Staying fit and healthy as a bush resident
“It’s possible, but often a challenge to maintain good health and fitness in the bush, but with some persistence it’s very manageable” says Laura Sinnema, our newest staff member.
Laura is a professional health practitioner with a love for the bush. She has spent the last 14 years studying all kinds of natural health concepts and implemented her own knowledge of staying fit whilst travelling throughout Africa, she brings a wealth of knowledge and experience with her to Mukambi.
Laura makes the following recommendations to maintain a healthy mind and body whilst working in remote and often basic conditions with limited resources;
- Try to keep away from the sedentary life style by exercising hourly for 1 min; This is a simple and easy thing for anyone to do. If you work or travel, just stand up from behind your desk or stop the car and get out. Try a few jumping jacks, lunges, push-ups, or a short 20m dash back and forth for just one minute, then continue with whatever you were doing.
- Four times a week, start the day with a 30 minute session such as CrossFit, boot camp, Tabata, Pilates, yoga etc; For these activities you only need a tiny metre square area and possibly a floor mat. There are plenty of You-tube channels that offer half-hour workouts to follow as well as phone apps that you can take with you everywhere. Try to do this before breakfast as this will help your insulin balance and give your immune system a boost.
- Try to implement intermittent fasting; Changing your pattern of eating. This means eating 3 meals a day, but twice a week trying only 2 meals. It’s a way of scheduling your meals so that you get the most out of them and the best way to keep your immune system strong and alert.

Source records

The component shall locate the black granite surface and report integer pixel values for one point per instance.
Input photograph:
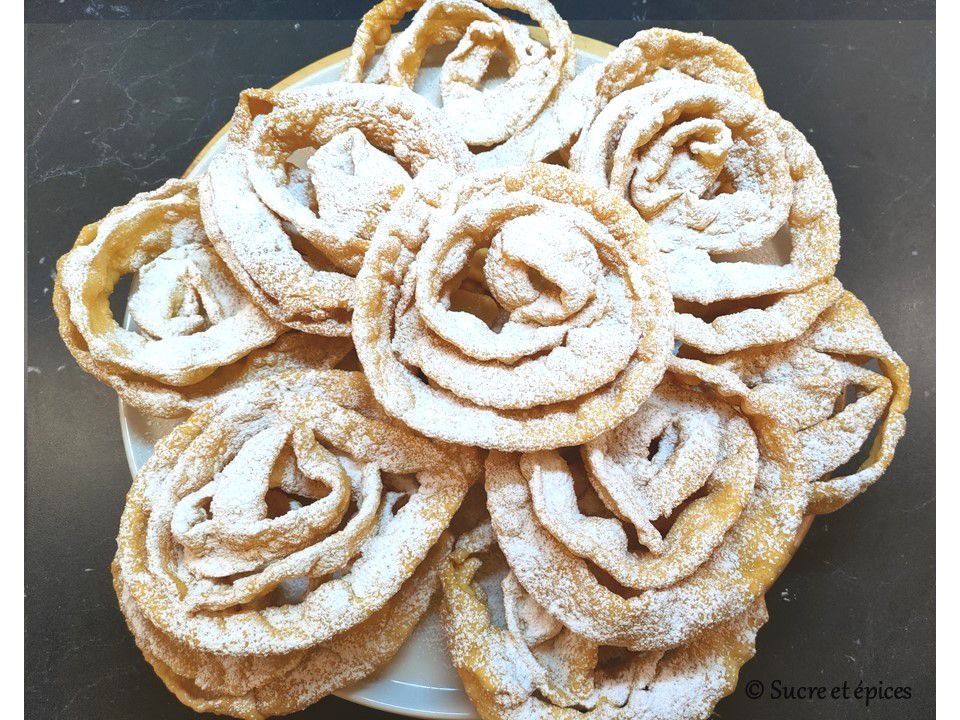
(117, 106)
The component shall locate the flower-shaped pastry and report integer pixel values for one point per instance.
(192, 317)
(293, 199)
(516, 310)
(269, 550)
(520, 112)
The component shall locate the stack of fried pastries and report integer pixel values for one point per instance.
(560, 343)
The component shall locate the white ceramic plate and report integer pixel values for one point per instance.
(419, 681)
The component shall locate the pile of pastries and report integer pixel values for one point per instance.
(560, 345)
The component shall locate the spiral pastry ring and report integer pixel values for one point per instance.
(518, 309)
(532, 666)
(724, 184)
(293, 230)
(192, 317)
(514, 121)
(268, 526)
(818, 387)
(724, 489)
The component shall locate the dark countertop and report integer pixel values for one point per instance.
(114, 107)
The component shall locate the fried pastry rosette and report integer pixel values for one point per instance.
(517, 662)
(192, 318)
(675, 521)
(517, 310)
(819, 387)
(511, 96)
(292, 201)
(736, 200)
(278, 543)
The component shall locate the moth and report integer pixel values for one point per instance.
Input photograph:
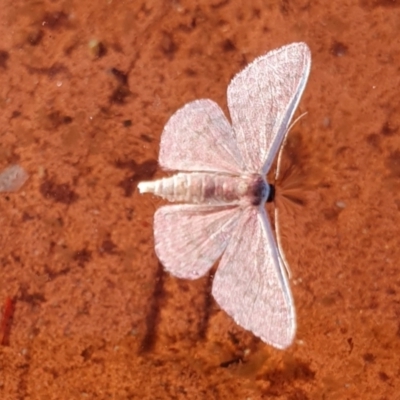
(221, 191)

---

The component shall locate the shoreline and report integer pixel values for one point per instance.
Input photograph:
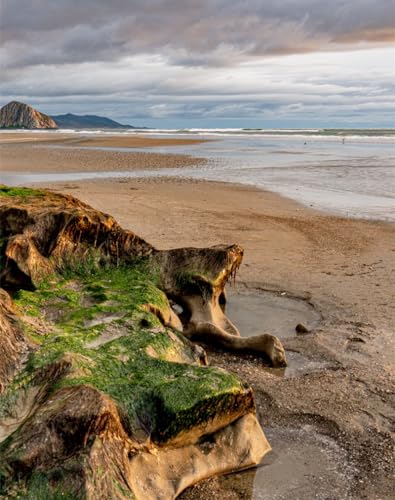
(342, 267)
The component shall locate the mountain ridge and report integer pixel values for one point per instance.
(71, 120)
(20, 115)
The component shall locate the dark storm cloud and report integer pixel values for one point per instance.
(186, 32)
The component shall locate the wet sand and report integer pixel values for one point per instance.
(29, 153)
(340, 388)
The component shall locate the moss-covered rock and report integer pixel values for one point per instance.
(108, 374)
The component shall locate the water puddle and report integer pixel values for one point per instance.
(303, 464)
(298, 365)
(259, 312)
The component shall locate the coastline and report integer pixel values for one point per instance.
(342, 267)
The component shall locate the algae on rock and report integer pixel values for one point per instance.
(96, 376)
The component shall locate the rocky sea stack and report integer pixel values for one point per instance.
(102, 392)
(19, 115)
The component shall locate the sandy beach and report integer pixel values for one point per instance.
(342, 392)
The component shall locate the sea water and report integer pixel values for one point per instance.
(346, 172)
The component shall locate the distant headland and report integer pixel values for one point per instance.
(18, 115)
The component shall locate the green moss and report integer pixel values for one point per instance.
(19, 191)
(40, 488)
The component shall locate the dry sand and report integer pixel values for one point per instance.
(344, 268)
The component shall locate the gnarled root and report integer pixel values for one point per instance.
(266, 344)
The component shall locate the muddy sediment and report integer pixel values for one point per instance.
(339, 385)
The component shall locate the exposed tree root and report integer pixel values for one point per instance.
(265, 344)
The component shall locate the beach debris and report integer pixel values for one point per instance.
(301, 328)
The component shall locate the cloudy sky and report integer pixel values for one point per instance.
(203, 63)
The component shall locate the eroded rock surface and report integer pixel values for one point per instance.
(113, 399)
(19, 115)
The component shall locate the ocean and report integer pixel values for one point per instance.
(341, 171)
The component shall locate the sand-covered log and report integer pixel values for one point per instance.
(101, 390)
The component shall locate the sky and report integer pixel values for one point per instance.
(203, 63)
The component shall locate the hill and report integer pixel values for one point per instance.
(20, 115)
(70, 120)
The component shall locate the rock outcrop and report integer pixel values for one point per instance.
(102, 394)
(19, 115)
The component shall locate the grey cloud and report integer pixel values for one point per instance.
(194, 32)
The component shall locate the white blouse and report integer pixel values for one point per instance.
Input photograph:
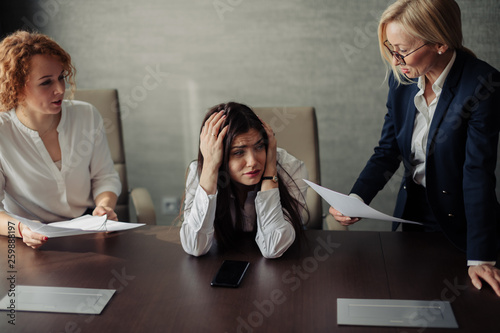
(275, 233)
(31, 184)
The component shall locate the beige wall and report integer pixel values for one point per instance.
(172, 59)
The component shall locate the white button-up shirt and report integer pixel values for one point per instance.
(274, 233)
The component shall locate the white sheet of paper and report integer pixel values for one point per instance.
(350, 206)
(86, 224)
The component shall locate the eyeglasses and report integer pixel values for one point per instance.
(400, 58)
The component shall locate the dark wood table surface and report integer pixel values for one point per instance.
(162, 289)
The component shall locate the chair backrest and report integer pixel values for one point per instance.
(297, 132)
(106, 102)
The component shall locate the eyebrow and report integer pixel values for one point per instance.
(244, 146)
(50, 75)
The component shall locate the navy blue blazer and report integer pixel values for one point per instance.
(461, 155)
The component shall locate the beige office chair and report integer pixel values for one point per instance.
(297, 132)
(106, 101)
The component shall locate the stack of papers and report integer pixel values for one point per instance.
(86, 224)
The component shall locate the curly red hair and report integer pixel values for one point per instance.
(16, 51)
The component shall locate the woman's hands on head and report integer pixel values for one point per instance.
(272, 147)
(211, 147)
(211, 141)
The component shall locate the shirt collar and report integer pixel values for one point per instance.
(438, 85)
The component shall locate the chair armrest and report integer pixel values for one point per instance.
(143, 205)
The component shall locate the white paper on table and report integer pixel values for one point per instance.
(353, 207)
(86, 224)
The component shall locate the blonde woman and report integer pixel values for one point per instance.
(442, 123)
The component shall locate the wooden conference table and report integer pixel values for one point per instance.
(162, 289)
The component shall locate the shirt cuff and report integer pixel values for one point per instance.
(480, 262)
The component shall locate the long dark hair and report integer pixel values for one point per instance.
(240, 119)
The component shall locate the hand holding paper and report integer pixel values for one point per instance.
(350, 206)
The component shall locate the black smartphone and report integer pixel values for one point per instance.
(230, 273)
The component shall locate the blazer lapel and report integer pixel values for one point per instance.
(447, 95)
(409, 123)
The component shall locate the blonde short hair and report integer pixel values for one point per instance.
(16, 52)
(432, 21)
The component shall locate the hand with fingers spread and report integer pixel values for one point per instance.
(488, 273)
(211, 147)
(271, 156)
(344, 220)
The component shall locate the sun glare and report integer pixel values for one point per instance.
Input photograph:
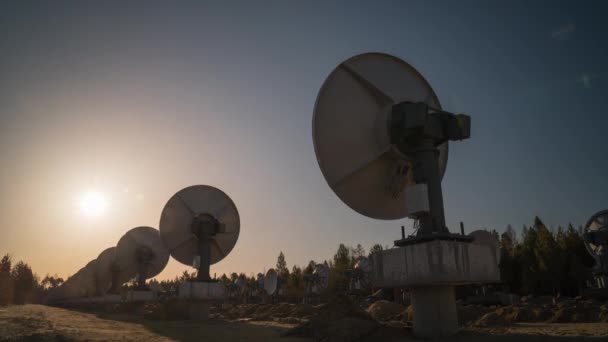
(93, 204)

---

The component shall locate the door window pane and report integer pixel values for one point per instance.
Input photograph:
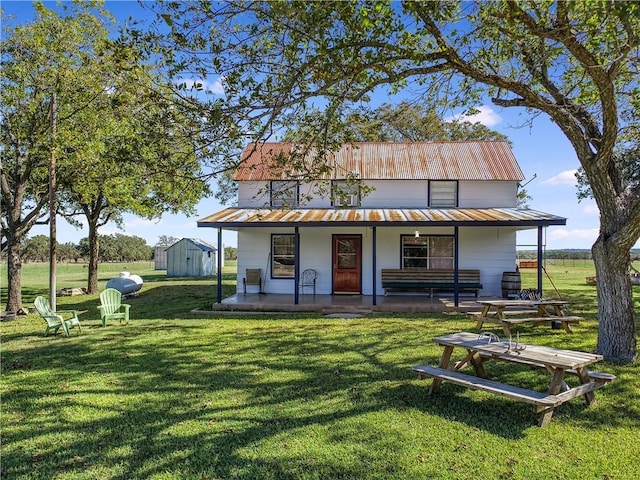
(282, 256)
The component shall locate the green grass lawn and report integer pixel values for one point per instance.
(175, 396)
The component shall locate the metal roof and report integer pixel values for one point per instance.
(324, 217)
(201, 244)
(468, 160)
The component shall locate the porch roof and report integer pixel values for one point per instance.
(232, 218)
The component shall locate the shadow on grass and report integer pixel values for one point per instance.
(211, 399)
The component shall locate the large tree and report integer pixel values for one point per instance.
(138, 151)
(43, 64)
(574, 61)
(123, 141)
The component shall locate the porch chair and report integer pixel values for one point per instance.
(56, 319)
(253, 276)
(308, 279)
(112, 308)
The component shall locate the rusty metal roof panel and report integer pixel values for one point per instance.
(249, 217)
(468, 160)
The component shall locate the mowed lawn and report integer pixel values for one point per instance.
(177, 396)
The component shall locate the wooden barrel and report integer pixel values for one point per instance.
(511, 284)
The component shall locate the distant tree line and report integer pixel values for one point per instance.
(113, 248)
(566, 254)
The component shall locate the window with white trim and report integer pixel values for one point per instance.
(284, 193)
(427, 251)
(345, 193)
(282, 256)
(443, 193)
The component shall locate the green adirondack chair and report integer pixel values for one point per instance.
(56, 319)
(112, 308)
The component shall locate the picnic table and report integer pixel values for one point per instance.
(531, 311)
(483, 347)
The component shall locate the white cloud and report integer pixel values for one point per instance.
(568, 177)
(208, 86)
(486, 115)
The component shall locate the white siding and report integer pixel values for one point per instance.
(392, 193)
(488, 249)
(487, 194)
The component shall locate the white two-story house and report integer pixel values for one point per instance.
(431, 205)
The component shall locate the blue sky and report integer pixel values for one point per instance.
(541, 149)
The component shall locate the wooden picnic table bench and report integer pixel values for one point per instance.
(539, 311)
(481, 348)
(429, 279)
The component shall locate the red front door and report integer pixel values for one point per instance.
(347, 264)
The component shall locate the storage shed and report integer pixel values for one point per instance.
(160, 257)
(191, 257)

### Brief
Continue the text on staying fit and healthy in the bush, beginning after its final recommendation on intermittent fasting.

### Response for this exercise
- Have a good balance of protein, fats and carbs; We all know sugar is not the best way to feed your body and Laura likens it to putting diesel in your petrol engine. So try to enjoy more vegetables instead. Be aware of saturated fat content; eating more olive oil, coconut, different seed oil, ghee and plain avocado whenever you can. Not always easy to find in the bush admits Laura, who sources some items from Europe or South Africa, but avocados can be found everywhere in Africa.
- Try to match your activity with the daylight, and maintain a day and night rhythm; Aiming for 8 hours sleep per night. This is the most difficult to achieve if you work in the bush, but much easier if you are a traveller through the bush.
- Take a cold shower every morning; this will be a challenge in the colder months, but again very beneficial to keep a strong immune system.
“As lodge employees in the bush these things are a challenge – Late night guest hosting, early morning game drives and dietary provisions often coming from far afield means that you need to be a planner with perseverance, dedication and a good motivation to keep it up. But if you manage it, you will feel fitter, stronger, leaner and your ability to fight germs and parasites will increase impressively.”
Laura is excited to be moving to our Fig Tree Bush Camp in the coming days to manage operations for the busy 2018 high season.